* [Given passage]:
= = = = = = =
The language that Pound uses in the first part of Canto 1 is that of the Old English “seafarer poet.” The result is a story drawn from Greek literature told in the mock-language of early medieval England. Throughout the Cantos, Pound uses this kind of juxtaposition of subject matter drawn from one literary or historical period and poetic language drawn from another. In making such junctions, Pound’s intention was to show the reader certain important similarities—in thought and feeling—between eras that might seem at first glance very different.
In this case, Pound believed that Odysseus and the anonymous seafarer from the European Dark Ages were spiritual brothers. Both were animated by the desire to sail unknown seas in small, perilous ships, simply for the sake of discovery. Both find that the discoveries they make have more to do with their own inner landscape than with the geography of new lands.
Devices echoing Anglo-Saxon poetry include reversal (“Circe’s this craft,” “unpierced ever,”), alliteration (“swart ship,” “sun to his slumber”), and archaic language (“swart,” “ell-square pitkin,” “ingle,” “bever,” “fosse”). Overall, the rhythm of this section suggests the rolling of the small ship over the sea’s breakers.
= = = = = = =
* [Entries provided]:
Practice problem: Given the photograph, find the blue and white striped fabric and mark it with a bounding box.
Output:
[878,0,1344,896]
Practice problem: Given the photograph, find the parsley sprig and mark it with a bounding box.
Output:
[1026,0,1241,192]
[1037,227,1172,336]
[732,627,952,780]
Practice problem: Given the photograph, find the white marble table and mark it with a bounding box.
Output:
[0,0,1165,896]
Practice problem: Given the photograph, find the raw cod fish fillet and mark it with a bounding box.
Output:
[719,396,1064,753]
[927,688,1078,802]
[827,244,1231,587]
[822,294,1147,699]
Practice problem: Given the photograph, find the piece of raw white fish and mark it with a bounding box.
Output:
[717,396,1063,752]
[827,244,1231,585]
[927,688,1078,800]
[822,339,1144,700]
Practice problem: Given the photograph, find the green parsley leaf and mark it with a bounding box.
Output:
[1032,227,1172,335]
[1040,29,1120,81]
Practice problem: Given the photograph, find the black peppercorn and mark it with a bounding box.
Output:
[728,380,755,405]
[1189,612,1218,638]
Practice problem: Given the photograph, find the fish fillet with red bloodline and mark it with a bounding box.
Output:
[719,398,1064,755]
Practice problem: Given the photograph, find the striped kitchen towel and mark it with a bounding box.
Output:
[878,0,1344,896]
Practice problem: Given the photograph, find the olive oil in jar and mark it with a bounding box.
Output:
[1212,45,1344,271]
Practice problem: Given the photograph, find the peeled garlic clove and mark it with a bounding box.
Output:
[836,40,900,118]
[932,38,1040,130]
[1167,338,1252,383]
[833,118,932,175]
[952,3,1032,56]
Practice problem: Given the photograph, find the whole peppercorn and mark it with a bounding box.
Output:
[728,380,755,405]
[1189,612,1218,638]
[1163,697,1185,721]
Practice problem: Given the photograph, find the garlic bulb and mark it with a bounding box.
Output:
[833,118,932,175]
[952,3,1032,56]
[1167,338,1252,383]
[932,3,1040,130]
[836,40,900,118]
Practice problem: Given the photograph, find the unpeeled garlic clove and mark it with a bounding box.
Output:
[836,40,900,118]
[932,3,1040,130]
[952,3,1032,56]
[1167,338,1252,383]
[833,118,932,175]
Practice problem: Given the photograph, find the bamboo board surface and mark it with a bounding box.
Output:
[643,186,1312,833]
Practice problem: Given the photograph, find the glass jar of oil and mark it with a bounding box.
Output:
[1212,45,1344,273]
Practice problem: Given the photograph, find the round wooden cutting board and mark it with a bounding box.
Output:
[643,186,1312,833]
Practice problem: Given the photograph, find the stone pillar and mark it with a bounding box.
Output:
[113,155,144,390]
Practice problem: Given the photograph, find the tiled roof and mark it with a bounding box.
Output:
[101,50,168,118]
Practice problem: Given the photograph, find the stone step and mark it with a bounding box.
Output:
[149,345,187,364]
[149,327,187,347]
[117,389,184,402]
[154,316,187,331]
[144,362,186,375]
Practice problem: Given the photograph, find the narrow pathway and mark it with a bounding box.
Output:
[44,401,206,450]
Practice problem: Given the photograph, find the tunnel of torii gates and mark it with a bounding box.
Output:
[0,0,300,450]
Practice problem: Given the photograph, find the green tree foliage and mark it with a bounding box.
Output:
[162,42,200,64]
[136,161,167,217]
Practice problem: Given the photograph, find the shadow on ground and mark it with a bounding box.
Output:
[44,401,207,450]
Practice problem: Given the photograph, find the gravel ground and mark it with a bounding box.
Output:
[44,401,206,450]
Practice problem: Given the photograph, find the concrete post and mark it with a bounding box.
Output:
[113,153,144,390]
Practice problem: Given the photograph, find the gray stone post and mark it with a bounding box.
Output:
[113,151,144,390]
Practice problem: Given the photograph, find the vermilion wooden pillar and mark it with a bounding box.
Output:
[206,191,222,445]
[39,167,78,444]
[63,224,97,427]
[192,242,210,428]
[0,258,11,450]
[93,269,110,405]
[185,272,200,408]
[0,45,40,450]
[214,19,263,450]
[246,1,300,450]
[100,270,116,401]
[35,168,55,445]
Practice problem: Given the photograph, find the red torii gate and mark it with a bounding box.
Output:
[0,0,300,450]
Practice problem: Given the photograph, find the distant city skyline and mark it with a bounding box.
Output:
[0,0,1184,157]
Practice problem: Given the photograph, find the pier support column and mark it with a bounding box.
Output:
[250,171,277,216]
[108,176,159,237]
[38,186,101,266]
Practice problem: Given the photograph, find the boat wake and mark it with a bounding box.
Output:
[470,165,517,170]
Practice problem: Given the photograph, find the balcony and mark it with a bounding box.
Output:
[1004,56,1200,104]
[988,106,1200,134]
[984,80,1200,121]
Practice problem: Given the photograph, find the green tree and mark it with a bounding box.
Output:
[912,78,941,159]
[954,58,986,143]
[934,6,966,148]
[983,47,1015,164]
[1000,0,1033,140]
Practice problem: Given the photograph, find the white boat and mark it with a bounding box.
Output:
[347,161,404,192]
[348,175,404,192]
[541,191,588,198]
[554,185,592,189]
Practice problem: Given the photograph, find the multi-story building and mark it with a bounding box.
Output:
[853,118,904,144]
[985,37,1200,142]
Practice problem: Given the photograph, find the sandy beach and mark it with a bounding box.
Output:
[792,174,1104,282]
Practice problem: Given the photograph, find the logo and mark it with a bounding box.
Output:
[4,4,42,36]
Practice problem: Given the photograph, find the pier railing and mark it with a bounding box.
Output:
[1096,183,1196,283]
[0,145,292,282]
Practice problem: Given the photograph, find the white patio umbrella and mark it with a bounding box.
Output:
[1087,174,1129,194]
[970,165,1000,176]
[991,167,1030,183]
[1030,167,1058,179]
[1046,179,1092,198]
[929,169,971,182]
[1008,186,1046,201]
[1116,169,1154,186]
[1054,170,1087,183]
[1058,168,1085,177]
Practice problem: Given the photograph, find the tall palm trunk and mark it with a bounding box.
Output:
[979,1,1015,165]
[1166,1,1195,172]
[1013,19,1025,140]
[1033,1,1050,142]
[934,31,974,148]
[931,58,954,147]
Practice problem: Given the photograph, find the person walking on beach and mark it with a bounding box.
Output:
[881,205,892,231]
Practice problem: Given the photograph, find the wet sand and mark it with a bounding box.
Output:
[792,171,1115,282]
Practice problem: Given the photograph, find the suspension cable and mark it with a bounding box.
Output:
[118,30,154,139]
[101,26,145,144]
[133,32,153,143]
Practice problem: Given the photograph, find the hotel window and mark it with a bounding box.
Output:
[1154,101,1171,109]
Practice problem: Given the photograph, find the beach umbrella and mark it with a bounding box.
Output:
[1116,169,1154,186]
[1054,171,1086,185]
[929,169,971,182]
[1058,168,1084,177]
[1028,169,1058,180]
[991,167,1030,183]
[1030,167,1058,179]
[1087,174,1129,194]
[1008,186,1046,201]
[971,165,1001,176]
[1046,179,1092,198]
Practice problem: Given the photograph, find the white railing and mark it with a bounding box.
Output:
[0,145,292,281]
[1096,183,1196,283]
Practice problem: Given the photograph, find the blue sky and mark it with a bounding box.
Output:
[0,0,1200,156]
= = = = = = =
* [Tasks to complete]:
A - Answer these questions using the discussion of Pound's Canto 1:
(i) Whose language does Pound use in the first part of Canto 1?
(ii) Which two figures did Pound consider spiritual brothers?
(iii) What does the rhythm of the section suggest?
B - Reproduce the portion of the discussion of Pound's Canto 1 that begins with the words containing "In this case, Pound" and ends with "the sea’s breakers.".
C - Write what comes next in the discussion of Pound's Canto 1, starting after its final sentence.
The records can be left aside here.

* [The answers]:
A -
(i) The Old English "seafarer poet."
(ii) Odysseus and the anonymous seafarer from the European Dark Ages.
(iii) The rolling of the small ship over the sea's breakers.

B -
In this case, Pound believed that Odysseus and the anonymous seafarer from the European Dark Ages were spiritual brothers. Both were animated by the desire to sail unknown seas in small, perilous ships, simply for the sake of discovery. Both find that the discoveries they make have more to do with their own inner landscape than with the geography of new lands.
Devices echoing Anglo-Saxon poetry include reversal (“Circe’s this craft,” “unpierced ever,”), alliteration (“swart ship,” “sun to his slumber”), and archaic language (“swart,” “ell-square pitkin,” “ingle,” “bever,” “fosse”). Overall, the rhythm of this section suggests the rolling of the small ship over the sea’s breakers.

C -
“Kennings,” compound terms that describe metaphorically some common object, are another Anglo-Saxon poetic device used in Canto 1 (“nape-nerve” for “neck”).
Pound wants his readers to pay close attention to his poem’s sources, its allusions. Generally, allusion takes place in poetry through mention of a name, place, or idea associated with some other work of literature or with some historical event. More rarely, a poet may quote or mimic another writer. In the Cantos, however, Pound goes even further: In the section describing Odysseus’s journey to the underworld, for example, Pound is freely translating a Latin translation (that of Divus) of Homer’s original Greek. In the last lines (“Cypri munimenta sortita est,” or “Cyprus is allotted to her”), Pound even reproduces Divus’s exact words. Pound’s abundant use of foreign languages throughout the Cantos—sometimes with English translations following, sometimes not—forces the reader to pay attention to the literary and cultural sources of his allusions. Untranslated words and phrases in Canto 1 include “in officina Wecheli” (a reference to the place of publication of Divus’s translation); “Venerandam,” “worthy of veneration”; “Argicida,” “killer of Argus” (a reference to the Greek god Hermes); and “orichalchi,” “coppery.” In this canto, all foreign-language phrases are in either Greek or Latin.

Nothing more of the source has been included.